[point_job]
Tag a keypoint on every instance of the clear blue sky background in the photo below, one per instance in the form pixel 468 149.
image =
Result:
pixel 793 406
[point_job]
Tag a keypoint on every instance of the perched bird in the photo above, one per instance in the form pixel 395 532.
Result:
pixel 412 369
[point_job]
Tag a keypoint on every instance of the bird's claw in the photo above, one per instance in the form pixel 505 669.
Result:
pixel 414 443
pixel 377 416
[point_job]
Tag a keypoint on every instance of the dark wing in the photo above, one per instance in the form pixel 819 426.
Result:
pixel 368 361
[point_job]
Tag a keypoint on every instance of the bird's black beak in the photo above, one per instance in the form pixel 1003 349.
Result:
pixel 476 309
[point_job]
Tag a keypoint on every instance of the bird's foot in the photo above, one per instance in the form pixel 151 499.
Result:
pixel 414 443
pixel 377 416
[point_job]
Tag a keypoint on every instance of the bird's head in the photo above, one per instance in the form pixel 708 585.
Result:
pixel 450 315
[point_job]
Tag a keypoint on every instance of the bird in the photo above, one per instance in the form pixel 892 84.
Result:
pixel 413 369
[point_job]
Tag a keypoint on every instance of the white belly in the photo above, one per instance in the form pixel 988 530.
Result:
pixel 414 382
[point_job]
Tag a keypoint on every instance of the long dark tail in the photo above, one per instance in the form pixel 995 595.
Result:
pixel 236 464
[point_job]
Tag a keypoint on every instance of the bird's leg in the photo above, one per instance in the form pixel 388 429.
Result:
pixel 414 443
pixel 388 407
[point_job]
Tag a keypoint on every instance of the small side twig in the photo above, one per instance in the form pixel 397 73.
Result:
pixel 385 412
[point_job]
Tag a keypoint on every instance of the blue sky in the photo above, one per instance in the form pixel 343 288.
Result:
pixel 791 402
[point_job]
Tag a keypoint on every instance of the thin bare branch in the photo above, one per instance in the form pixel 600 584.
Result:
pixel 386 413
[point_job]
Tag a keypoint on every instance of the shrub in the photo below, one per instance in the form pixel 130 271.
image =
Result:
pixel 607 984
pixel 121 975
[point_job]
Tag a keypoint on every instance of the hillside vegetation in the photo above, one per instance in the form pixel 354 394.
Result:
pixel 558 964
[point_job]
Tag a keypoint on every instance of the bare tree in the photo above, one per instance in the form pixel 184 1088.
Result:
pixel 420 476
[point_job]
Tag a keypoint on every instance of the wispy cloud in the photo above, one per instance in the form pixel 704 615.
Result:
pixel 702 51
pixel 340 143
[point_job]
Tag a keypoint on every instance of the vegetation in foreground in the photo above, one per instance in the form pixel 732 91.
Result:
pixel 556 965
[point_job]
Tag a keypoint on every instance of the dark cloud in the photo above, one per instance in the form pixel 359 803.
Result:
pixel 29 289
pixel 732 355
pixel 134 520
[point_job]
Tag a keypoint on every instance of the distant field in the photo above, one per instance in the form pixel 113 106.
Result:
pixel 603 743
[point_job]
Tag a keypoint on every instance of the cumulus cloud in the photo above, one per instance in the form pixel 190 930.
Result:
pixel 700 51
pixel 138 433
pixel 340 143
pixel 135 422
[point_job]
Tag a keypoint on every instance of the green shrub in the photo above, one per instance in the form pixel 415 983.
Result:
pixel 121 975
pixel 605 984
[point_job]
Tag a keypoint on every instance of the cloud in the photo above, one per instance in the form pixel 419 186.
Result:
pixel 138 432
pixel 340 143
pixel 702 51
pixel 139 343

Written request: Copy the rows from the start through the line with "pixel 236 464", swapping "Tag" for "Mark" and changing nothing else.

Correct response:
[point_job]
Mark a keypoint on every instance of the clear blue sky background in the photo below, one per instance in the form pixel 468 149.
image =
Result:
pixel 793 406
[point_job]
Mark a keypoint on every instance of the perched bird in the photo above, one per instance in the form pixel 395 532.
Result:
pixel 412 369
[point_job]
Mark a keypoint on every instance of the bird's claw in the photo above, one per instance in the form pixel 505 669.
Result:
pixel 414 443
pixel 377 416
[point_job]
Mark a keypoint on every instance of the dark wing in the photo above, one per instance in the form pixel 819 426.
Result:
pixel 368 361
[point_job]
Mark a keypoint on every instance of the bird's black beak in the photo above, one per instance in the form pixel 1003 349.
Result:
pixel 476 309
[point_job]
Mark a keypoint on every instance of the bird's foot in the photo above, one per instance in the form pixel 151 499.
Result:
pixel 414 443
pixel 377 416
[point_job]
Mark a keypoint on every instance of the bird's head in the photo above, one per instance in the form pixel 708 585.
Result:
pixel 450 315
[point_job]
Mark a keypoint on every instance of the bird in the photo above, one per instance in the form pixel 892 84.
Result:
pixel 413 369
[point_job]
Mark a keypoint on every instance of the white belly in the photo above, one per instance in the form pixel 988 530.
Result:
pixel 414 382
[point_job]
Mark a keypoint on every instance of the long dark tail in the photo above, one per instance in the form pixel 995 595.
Result:
pixel 236 464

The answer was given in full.